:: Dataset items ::
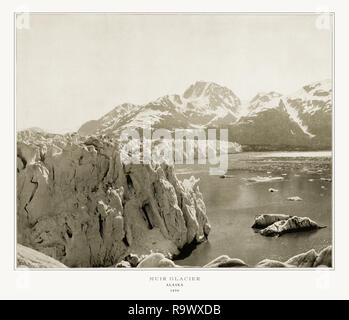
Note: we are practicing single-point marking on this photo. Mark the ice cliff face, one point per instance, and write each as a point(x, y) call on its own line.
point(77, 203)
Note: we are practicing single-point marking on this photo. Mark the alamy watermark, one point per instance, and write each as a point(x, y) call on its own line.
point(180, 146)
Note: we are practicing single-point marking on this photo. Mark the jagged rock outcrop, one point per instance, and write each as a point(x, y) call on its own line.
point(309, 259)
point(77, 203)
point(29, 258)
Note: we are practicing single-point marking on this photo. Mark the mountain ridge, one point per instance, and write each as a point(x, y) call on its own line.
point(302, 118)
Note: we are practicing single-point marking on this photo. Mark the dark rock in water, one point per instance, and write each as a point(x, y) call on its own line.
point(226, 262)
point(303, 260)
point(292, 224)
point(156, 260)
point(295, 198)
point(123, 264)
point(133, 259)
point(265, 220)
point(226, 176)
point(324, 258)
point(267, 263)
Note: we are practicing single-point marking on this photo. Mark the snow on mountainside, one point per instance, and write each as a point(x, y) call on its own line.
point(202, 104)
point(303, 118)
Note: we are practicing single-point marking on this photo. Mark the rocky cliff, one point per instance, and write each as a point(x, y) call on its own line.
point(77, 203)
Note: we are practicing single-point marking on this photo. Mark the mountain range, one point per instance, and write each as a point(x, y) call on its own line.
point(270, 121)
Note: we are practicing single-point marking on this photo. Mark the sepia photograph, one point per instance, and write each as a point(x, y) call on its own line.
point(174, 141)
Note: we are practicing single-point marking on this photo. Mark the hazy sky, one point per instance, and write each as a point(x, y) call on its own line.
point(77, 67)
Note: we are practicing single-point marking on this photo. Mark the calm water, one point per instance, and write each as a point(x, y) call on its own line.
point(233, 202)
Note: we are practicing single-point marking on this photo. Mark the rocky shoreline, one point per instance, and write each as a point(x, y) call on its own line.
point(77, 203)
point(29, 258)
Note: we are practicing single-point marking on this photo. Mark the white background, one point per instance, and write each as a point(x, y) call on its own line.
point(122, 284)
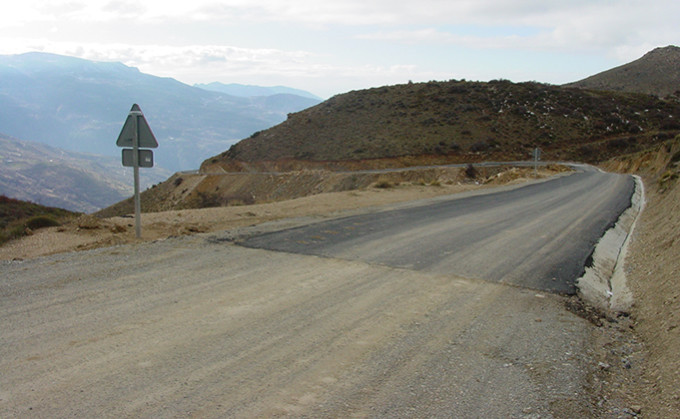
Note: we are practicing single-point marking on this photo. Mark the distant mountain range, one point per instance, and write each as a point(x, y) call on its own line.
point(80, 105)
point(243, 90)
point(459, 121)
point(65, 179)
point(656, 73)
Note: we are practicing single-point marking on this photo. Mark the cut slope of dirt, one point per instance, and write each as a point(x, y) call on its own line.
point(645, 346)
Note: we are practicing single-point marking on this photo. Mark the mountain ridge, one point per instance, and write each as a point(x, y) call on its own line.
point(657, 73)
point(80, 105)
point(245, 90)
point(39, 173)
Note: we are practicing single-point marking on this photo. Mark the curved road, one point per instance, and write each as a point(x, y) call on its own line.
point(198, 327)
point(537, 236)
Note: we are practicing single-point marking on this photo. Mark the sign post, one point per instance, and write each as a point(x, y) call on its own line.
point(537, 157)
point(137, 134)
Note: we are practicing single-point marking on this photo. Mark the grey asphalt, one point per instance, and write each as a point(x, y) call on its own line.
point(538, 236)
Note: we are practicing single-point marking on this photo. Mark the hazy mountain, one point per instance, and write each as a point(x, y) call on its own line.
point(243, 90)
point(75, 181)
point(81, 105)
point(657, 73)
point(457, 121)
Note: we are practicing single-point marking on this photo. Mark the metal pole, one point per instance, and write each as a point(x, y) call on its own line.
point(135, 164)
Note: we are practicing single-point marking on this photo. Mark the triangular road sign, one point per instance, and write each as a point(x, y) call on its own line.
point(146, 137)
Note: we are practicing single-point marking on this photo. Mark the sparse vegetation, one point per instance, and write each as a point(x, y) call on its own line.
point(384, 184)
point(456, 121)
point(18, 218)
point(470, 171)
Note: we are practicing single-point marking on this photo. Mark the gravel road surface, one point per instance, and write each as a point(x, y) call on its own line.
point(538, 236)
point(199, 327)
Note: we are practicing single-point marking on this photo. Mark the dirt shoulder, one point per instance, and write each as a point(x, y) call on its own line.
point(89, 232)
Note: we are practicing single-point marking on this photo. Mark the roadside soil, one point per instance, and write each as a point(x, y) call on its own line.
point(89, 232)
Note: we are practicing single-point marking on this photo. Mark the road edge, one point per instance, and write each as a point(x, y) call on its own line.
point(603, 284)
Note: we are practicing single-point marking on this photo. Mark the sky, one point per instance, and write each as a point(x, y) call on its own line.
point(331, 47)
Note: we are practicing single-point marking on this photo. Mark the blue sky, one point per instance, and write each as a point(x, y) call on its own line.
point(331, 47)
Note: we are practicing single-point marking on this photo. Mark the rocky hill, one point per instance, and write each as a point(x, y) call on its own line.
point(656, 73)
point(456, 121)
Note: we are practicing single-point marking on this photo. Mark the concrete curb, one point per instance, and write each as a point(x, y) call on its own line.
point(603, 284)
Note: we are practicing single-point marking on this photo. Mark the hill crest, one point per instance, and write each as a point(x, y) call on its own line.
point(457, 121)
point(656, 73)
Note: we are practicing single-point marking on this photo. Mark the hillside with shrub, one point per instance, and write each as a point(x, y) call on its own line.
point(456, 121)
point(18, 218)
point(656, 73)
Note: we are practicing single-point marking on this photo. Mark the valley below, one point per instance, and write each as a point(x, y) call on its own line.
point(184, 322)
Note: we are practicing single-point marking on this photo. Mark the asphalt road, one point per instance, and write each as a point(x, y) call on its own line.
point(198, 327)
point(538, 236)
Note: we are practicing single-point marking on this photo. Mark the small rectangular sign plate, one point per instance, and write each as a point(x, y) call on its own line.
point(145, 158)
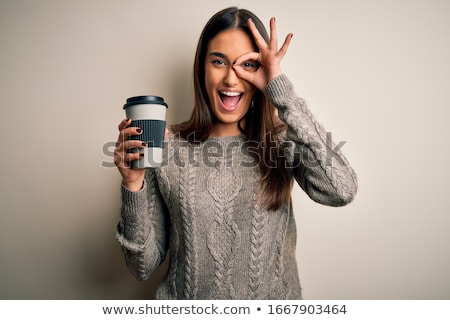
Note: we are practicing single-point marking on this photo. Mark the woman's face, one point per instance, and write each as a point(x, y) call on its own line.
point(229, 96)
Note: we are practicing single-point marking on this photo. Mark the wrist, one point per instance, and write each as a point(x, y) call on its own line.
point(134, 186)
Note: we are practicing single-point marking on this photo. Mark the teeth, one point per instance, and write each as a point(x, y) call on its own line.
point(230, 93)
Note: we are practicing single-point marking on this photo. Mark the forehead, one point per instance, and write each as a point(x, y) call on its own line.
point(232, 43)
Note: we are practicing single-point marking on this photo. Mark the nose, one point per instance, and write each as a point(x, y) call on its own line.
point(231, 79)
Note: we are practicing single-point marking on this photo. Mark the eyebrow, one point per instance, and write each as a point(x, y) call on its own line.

:: Task instructions ::
Render every line of the records as a Markdown table with two columns, Row and Line, numbering the rows and skipping blank lines. Leave the pictures out of the table.

:: Expected answer ::
| Row | Line |
|---|---|
| 1 | Note: we are practicing single-point marking on this photo. Mark the ice cliff face, one point per instance, and write each as a point(x, y) call on its own line. |
| 2 | point(77, 203) |
| 3 | Note: we are practicing single-point marking on this photo. Mark the alamy watermark, one point per instance, and write each as a point(x, y) call on its own line. |
| 4 | point(180, 146) |
| 5 | Note: we are practicing single-point marking on this photo. Mark the jagged rock outcrop, one point per instance, and write each as a point(x, y) call on its own line. |
| 6 | point(309, 259) |
| 7 | point(77, 203) |
| 8 | point(29, 258) |
| 9 | Note: we are practicing single-point marking on this photo. Mark the mountain ridge, one point per instance, and write each as a point(x, y) call on its own line. |
| 10 | point(302, 118) |
| 11 | Note: we are practicing single-point marking on this photo. Mark the dark rock in water, one point per instance, and write each as a point(x, y) call on its own line. |
| 12 | point(226, 262) |
| 13 | point(303, 260) |
| 14 | point(292, 224) |
| 15 | point(156, 260) |
| 16 | point(295, 198) |
| 17 | point(123, 264) |
| 18 | point(133, 259) |
| 19 | point(265, 220) |
| 20 | point(226, 176) |
| 21 | point(324, 258) |
| 22 | point(267, 263) |
| 23 | Note: we are practicing single-point marking on this photo. Mark the snow on mountainside, one point per instance, and write each as a point(x, y) call on its own line. |
| 24 | point(202, 104) |
| 25 | point(303, 118) |
| 26 | Note: we are practicing single-point marking on this photo. Mark the rocky cliff, one point per instance, and write each as a point(x, y) call on its own line. |
| 27 | point(77, 203) |
| 28 | Note: we are practicing single-point marking on this photo. Mark the mountain range, one point per instance, and write each as a point(x, y) call on its own line. |
| 29 | point(270, 121) |
| 30 | Note: we are practicing single-point marking on this photo. Mark the sepia photograph, one point per instance, and write each as a point(x, y) call on its own line. |
| 31 | point(174, 141) |
| 32 | Note: we are practicing single-point marking on this photo. Mark the hazy sky, one point per instance, and write each as a point(x, y) call on its own line. |
| 33 | point(77, 67) |
| 34 | Note: we are practicing single-point marking on this photo. Mark the calm water, one point per instance, and write each as a point(x, y) call on its own line. |
| 35 | point(233, 202) |
| 36 | Note: we are practicing single-point marking on this photo. Mark the rocky shoreline, one point per instance, and write each as a point(x, y) call on its own line. |
| 37 | point(77, 203) |
| 38 | point(29, 258) |
| 39 | Note: we are practicing single-point marking on this photo. Mark the white background, one point per instance, and write each as a point(x, y) call on its own line. |
| 40 | point(122, 284) |
| 41 | Note: we are practicing single-point marking on this photo. Mark the distant mountain range, one point per instance, and write each as a point(x, y) call on its own line. |
| 42 | point(80, 105) |
| 43 | point(243, 90) |
| 44 | point(459, 121) |
| 45 | point(65, 179) |
| 46 | point(656, 73) |
| 47 | Note: we are practicing single-point marking on this photo. Mark the cut slope of dirt, one point per instance, and write each as a point(x, y) call on its own line. |
| 48 | point(645, 346) |
| 49 | Note: we are practicing single-point marking on this photo. Mark the mountain ridge, one point per instance, and write each as a point(x, y) call on its own line. |
| 50 | point(657, 73) |
| 51 | point(80, 105) |
| 52 | point(245, 90) |
| 53 | point(39, 173) |
| 54 | Note: we are practicing single-point marking on this photo. Mark the curved road, one point per instance, and write each as a point(x, y) call on its own line. |
| 55 | point(198, 327) |
| 56 | point(537, 236) |
| 57 | Note: we are practicing single-point marking on this photo. Mark the sign post, one point per instance, and write each as a point(x, y) call on its own line. |
| 58 | point(537, 157) |
| 59 | point(137, 134) |
| 60 | Note: we are practicing single-point marking on this photo. Mark the grey asphalt, one point per instance, and write each as a point(x, y) call on its own line. |
| 61 | point(538, 236) |
| 62 | Note: we are practicing single-point marking on this photo. Mark the hazy mountain, one point per instance, and write each as a point(x, y) call on its own line. |
| 63 | point(243, 90) |
| 64 | point(75, 181) |
| 65 | point(81, 105) |
| 66 | point(657, 73) |
| 67 | point(457, 121) |
| 68 | Note: we are practicing single-point marking on this photo. Mark the metal pole, one point per instance, and write each as a point(x, y) call on its own line. |
| 69 | point(135, 164) |
| 70 | Note: we are practicing single-point marking on this photo. Mark the triangular road sign, one point per instance, and write each as a point(x, y) call on its own line. |
| 71 | point(146, 137) |
| 72 | Note: we are practicing single-point marking on this photo. Mark the sparse vegetation, one point per instance, and write each as a point(x, y) call on its own line. |
| 73 | point(384, 184) |
| 74 | point(456, 121) |
| 75 | point(18, 218) |
| 76 | point(470, 171) |
| 77 | Note: we are practicing single-point marking on this photo. Mark the gravel road surface, one point per instance, and write each as a point(x, y) call on its own line. |
| 78 | point(538, 236) |
| 79 | point(199, 327) |
| 80 | Note: we are practicing single-point marking on this photo. Mark the dirt shoulder, one point per instance, and write each as a point(x, y) call on its own line. |
| 81 | point(89, 232) |
| 82 | Note: we are practicing single-point marking on this photo. Mark the roadside soil, one point per instance, and write each as a point(x, y) call on its own line. |
| 83 | point(89, 232) |
| 84 | Note: we are practicing single-point marking on this photo. Mark the road edge, one point per instance, and write each as a point(x, y) call on its own line. |
| 85 | point(603, 284) |
| 86 | Note: we are practicing single-point marking on this photo. Mark the sky, one point per instance, and write each as a point(x, y) call on its own line. |
| 87 | point(331, 47) |
| 88 | Note: we are practicing single-point marking on this photo. Mark the blue sky, one point per instance, and write each as a point(x, y) call on its own line. |
| 89 | point(331, 47) |
| 90 | Note: we are practicing single-point marking on this photo. Mark the rocky hill, one point per instance, and write each as a point(x, y) call on its own line. |
| 91 | point(656, 73) |
| 92 | point(456, 121) |
| 93 | Note: we are practicing single-point marking on this photo. Mark the concrete curb, one point per instance, and write each as a point(x, y) call on its own line. |
| 94 | point(603, 284) |
| 95 | Note: we are practicing single-point marking on this photo. Mark the hill crest, one point per instance, and write each as a point(x, y) call on its own line. |
| 96 | point(457, 121) |
| 97 | point(656, 73) |
| 98 | Note: we are practicing single-point marking on this photo. Mark the hillside with shrub, one point per instance, and write each as a point(x, y) call on its own line. |
| 99 | point(456, 121) |
| 100 | point(18, 218) |
| 101 | point(656, 73) |
| 102 | Note: we are practicing single-point marking on this photo. Mark the valley below, one point per instance, and write each as a point(x, y) call on its own line. |
| 103 | point(184, 322) |
| 104 | Note: we are practicing single-point marking on this photo. Mark the asphalt road, one point per instance, and write each as a point(x, y) call on its own line. |
| 105 | point(198, 327) |
| 106 | point(538, 236) |
| 107 | Note: we are practicing single-point marking on this photo. Mark the small rectangular sign plate, one point per instance, and write each as a point(x, y) call on its own line. |
| 108 | point(145, 158) |
| 109 | Note: we are practicing single-point marking on this photo. Mark the woman's face, one point per instance, and write each as a point(x, y) call on its own line. |
| 110 | point(229, 96) |
| 111 | Note: we are practicing single-point marking on this photo. Mark the wrist, one point per instance, and write each as a point(x, y) call on its own line. |
| 112 | point(134, 186) |
| 113 | Note: we are practicing single-point marking on this photo. Mark the teeth, one point per instance, and write each as a point(x, y) call on its own line. |
| 114 | point(230, 93) |
| 115 | Note: we are practicing single-point marking on this photo. Mark the forehead, one point per instance, and write each as a point(x, y) call on its own line. |
| 116 | point(232, 43) |
| 117 | Note: we are practicing single-point marking on this photo. Mark the nose, one point per instance, and write each as a point(x, y) call on its own line. |
| 118 | point(231, 79) |
| 119 | Note: we are practicing single-point marking on this photo. Mark the eyebrow, one point per instance, and write each as a point(x, y) call on its own line. |